__Objectif a__: Repérez dans les enregistrements chaque ligne qui contient la chaîne "grass" et recopiez-la.

__Extrait du document__:
Faverney en 1608
Afin de mieux discerner ce qu’on pourrait appeler les raisons providentielles de l’événement de 1608, il n’est pas sans utilité de dire quelques mots du cadre humain dans lequel va se produire cette intervention de Dieu.
Faverney, en 1608, était déjà une grosse bourgade de la Comté de Bourgogne alors gouvernée par ses Archiducs, l’infante Isabelle fille du Roi d’Espagne Philippe II et son mari l’Archiduc Albert d’Autriche. Heureux pays, heureux temps où l’on ne connaissait pas les impôts ; période de prospérité où se relevaient peu à peu les ruines accumulées par la conquête française de 1595.
Époque inquiète cependant : c’est le temps où dans notre comté s’insinue la propagande protestante ; Montbéliard n’est pas loin et ses prédicants, bravant les ordonnances rigoureuses du parlement de Dole, pénètrent partout.

__Objectif b__: Selon l'extrait sur Faverney en 1608, qui gouvernait la Comté de Bourgogne à cette époque ?

__Enregistrements affichés__:

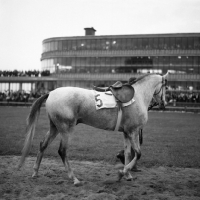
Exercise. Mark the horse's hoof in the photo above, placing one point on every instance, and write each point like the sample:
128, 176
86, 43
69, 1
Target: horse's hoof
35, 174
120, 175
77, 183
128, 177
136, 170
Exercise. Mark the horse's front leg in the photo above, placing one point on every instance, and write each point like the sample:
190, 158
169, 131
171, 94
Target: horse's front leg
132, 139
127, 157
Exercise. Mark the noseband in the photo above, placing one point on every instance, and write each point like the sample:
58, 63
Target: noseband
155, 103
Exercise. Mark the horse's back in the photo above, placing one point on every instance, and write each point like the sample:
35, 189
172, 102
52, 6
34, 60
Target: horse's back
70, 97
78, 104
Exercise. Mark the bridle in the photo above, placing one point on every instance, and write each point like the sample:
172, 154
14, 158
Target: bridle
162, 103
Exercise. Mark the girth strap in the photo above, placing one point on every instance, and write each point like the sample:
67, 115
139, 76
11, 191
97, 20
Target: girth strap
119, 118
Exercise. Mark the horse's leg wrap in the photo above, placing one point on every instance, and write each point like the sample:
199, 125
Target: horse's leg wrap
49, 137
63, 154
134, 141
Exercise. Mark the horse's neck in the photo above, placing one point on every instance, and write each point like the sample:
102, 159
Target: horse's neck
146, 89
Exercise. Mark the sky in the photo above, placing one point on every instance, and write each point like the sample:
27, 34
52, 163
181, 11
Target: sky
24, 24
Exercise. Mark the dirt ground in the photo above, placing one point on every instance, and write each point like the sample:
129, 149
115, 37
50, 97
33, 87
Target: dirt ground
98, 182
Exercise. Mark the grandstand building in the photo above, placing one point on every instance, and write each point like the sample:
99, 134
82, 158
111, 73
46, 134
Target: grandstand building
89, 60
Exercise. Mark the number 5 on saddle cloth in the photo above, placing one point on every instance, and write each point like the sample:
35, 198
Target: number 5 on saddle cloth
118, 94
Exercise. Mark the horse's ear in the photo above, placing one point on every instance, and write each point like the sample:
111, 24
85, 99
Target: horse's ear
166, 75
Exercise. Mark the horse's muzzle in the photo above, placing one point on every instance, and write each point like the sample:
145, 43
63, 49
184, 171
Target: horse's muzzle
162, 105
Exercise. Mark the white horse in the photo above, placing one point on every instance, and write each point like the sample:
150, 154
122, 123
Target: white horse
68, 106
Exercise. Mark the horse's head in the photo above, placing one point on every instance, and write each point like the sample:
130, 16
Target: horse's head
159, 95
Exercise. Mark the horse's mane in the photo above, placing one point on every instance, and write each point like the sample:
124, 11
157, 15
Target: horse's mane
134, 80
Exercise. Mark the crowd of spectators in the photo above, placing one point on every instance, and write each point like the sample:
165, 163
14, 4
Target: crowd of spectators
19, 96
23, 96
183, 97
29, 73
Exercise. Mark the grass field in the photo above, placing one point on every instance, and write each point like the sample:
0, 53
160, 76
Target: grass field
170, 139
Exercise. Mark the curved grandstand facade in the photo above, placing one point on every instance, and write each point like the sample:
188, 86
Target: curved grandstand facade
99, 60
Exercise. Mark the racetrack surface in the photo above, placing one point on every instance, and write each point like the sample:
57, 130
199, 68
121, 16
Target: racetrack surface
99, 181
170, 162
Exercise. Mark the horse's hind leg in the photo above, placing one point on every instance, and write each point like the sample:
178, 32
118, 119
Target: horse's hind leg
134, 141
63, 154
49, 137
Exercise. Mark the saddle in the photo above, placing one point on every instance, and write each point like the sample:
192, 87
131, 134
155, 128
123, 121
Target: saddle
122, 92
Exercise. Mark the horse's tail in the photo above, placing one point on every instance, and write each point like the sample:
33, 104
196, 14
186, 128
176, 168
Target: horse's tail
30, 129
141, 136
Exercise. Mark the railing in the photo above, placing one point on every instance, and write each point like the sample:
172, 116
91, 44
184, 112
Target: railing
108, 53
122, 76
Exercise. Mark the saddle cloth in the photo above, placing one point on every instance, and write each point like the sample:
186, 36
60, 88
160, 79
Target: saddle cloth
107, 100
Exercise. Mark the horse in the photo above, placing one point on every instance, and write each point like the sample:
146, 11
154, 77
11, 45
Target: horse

__Réponse rédigée a__:
Exercise. Mark the grass field in the photo above, placing one point on every instance, and write each point like the sample:
Target: grass field

__Réponse rédigée b__: Les Archiducs : l'infante Isabelle, fille du roi d'Espagne Philippe II, et son mari l'archiduc Albert d'Autriche.